** START DATASET **
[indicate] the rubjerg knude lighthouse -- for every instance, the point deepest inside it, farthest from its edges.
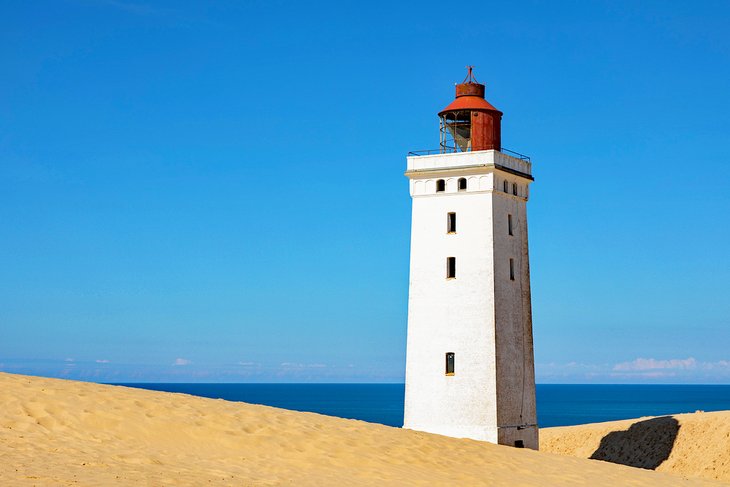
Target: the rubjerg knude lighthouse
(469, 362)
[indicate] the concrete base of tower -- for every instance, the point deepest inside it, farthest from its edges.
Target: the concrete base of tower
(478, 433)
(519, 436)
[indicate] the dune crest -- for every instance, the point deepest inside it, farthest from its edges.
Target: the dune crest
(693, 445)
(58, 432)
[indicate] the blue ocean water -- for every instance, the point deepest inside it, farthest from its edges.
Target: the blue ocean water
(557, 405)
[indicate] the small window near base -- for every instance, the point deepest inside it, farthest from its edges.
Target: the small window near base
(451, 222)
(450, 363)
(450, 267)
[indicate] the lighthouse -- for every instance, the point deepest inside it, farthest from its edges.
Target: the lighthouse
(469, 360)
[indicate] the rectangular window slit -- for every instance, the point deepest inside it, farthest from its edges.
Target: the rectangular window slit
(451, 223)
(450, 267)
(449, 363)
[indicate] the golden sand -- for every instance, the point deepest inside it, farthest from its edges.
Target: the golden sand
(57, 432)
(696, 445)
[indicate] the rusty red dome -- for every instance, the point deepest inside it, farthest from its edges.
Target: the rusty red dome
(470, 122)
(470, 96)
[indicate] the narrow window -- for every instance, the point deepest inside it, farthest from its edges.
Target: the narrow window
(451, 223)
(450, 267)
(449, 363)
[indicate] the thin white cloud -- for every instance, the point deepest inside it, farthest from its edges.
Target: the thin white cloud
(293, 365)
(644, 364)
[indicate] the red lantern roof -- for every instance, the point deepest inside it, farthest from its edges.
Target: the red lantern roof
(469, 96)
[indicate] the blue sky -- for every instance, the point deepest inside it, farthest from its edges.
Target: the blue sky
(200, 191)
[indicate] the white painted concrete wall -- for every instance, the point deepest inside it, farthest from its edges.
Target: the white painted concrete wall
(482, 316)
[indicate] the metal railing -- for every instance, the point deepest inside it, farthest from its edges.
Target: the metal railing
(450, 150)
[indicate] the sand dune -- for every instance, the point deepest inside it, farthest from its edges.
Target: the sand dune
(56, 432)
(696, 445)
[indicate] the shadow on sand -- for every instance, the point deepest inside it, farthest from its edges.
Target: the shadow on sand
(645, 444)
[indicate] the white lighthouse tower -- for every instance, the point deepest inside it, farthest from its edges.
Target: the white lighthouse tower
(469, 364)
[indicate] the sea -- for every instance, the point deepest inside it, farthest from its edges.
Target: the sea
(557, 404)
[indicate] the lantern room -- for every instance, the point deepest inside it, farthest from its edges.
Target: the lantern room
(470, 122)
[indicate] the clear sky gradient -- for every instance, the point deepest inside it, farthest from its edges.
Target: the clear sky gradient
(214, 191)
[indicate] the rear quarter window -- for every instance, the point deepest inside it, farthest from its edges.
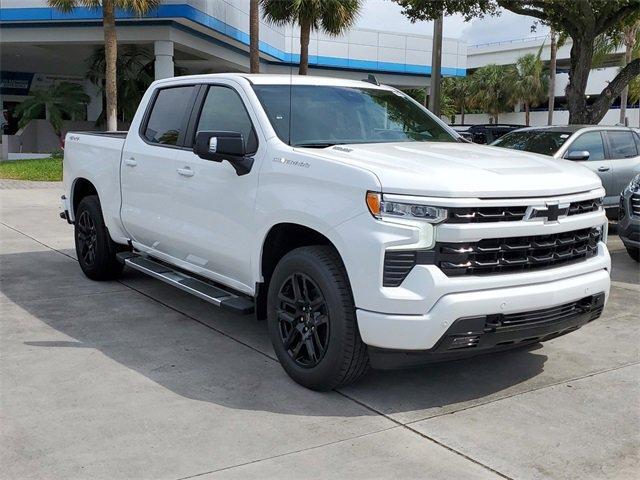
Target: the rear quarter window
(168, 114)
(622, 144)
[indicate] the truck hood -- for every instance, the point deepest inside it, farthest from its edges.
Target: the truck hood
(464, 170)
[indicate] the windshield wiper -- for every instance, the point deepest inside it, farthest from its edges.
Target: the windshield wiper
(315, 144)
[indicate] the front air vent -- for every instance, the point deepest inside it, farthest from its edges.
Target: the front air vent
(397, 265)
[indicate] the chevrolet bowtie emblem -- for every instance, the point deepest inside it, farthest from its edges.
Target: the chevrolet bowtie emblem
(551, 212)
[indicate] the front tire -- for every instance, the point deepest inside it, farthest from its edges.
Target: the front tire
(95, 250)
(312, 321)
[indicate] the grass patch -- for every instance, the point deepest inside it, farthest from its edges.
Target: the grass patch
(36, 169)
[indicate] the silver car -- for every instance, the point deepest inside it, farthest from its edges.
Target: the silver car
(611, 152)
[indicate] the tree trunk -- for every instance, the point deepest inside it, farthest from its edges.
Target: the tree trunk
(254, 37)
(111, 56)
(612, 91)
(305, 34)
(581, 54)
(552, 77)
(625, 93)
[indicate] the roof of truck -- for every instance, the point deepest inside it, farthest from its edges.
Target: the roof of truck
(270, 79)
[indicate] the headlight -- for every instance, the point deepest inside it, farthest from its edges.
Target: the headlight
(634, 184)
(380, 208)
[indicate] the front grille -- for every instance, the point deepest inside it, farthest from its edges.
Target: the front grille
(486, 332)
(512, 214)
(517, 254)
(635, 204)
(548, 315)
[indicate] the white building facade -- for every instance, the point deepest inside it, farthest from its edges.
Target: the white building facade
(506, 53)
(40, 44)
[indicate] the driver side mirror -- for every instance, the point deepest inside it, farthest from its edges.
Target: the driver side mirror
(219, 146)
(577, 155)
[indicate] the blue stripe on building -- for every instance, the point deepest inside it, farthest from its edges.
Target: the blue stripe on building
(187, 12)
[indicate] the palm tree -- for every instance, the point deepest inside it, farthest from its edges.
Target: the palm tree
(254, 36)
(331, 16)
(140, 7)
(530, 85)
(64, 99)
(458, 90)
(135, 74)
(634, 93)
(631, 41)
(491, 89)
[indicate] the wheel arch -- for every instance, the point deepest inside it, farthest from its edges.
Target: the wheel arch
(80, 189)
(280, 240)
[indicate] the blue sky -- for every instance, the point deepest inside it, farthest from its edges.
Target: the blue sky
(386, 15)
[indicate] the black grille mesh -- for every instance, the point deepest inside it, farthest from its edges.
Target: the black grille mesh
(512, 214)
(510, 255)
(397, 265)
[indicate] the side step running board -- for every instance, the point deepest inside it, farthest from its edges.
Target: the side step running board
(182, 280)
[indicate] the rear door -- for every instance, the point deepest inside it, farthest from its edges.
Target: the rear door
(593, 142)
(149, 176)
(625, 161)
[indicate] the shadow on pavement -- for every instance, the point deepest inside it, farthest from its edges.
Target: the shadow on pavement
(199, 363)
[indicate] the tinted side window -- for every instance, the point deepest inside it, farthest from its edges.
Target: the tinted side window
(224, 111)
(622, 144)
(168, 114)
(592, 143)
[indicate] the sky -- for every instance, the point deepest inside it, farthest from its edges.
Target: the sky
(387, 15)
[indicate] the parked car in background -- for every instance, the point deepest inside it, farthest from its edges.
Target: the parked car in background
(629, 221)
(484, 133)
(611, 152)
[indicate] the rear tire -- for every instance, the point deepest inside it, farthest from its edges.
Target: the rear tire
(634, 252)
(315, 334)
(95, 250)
** END DATASET **
WHAT TO PRODUCE.
Starting with the line that contains "[indicate] the black" and going on through the last line of the records, reproduce those lines, requests included, and scale every coordinate in the answers by 2.45, rounding to the nearest whole number with halves rounded up. Leave the wording of the requests unchanged.

COMPLETED TASK.
[indicate] the black grille mesh -- for every instance, the point deepest inside it, farthest from its edges.
Target: the black grille mesh
(1254, 524)
(1250, 625)
(973, 649)
[indicate] the side step running board -- for every instance, the point deepest inside it, farthest from its edges.
Target: the side step running board
(446, 686)
[indicate] the rear door -- for every instance, the point deepest inside it, farthest from its edges.
Target: the rear door
(1453, 348)
(365, 431)
(1531, 394)
[indicate] the shadow on pavement -- for every instance, the point deepest inside it, farthest from its edges.
Target: the shadow on pavement
(488, 889)
[indicate] the tinted side window -- for every instance, the point deepest inside it, farthest from its edges.
Target: the tinted side window
(549, 272)
(1524, 353)
(412, 279)
(1450, 350)
[indicate] the sky -- for every instance, the point deepest inside it, farthest from its edges.
Target: the sky
(948, 37)
[indicate] the parked car in background -- for every instance, the point deepest inside it, farthest from its edges.
Target: the parked car in background
(1541, 541)
(1186, 326)
(1497, 372)
[indicate] the rear tire -- for every instance, the point deepest inside it, farthest from its edges.
Target: the rear tire
(1553, 617)
(772, 818)
(233, 613)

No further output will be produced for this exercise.